Locate, in the data below, the line that contains "Query: man in white t-shirt" and the line that contains "187, row 49"; reproduce exactly those two lines and every line between them, nothing more.

→ **TASK INPUT**

'''

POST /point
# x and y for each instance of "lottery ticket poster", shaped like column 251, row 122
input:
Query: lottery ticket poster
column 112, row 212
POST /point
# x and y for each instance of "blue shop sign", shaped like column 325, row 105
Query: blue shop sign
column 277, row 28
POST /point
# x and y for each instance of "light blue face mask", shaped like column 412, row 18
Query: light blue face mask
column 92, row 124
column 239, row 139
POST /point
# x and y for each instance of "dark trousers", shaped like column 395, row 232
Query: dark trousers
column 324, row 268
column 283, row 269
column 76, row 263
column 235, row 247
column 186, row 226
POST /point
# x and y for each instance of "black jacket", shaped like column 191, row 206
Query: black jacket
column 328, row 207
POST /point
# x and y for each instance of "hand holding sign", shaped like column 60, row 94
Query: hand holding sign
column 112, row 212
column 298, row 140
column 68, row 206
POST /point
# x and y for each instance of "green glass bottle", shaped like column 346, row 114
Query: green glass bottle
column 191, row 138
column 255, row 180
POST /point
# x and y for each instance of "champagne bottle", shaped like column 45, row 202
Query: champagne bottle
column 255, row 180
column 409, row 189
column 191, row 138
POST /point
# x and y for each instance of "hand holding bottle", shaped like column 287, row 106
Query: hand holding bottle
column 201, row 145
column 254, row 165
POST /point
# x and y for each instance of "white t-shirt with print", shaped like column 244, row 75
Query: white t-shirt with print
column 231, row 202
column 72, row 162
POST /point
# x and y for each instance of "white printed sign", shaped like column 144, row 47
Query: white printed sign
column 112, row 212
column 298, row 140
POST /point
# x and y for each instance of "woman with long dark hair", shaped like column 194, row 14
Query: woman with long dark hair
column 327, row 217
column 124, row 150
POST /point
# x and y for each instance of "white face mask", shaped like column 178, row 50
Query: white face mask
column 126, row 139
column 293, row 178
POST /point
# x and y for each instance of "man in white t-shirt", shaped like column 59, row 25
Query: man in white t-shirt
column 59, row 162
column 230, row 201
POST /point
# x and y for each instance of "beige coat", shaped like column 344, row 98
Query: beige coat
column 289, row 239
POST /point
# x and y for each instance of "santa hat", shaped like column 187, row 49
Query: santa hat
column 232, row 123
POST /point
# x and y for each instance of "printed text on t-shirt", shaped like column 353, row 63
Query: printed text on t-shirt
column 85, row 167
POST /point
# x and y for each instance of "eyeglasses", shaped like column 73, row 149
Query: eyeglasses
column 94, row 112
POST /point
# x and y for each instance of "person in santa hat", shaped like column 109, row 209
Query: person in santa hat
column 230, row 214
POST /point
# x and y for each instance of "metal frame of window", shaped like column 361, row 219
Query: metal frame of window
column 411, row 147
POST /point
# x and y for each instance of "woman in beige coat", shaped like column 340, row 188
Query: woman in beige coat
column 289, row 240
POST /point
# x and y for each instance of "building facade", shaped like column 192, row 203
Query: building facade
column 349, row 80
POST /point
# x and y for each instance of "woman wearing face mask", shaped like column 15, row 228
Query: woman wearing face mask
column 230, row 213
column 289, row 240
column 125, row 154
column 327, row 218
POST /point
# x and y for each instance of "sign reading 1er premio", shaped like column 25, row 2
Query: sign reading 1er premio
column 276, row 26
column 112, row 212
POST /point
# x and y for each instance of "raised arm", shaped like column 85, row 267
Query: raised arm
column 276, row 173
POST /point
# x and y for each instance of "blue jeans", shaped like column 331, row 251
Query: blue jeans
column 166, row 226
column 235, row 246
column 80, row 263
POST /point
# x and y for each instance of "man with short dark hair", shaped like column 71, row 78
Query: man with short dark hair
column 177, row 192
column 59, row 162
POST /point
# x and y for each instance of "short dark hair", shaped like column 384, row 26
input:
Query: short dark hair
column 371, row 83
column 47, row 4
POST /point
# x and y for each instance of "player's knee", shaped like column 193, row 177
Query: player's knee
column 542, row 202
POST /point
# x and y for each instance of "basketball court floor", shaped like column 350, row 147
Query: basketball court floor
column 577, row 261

'''

→ **PROBLEM SOLUTION**
Query: man in white t-shirt
column 59, row 162
column 230, row 201
POST /point
# x and y for each instance of "beige coat", shaped like column 344, row 98
Query: beige coat
column 289, row 239
POST /point
# x and y for each instance of "santa hat", shaped like column 187, row 49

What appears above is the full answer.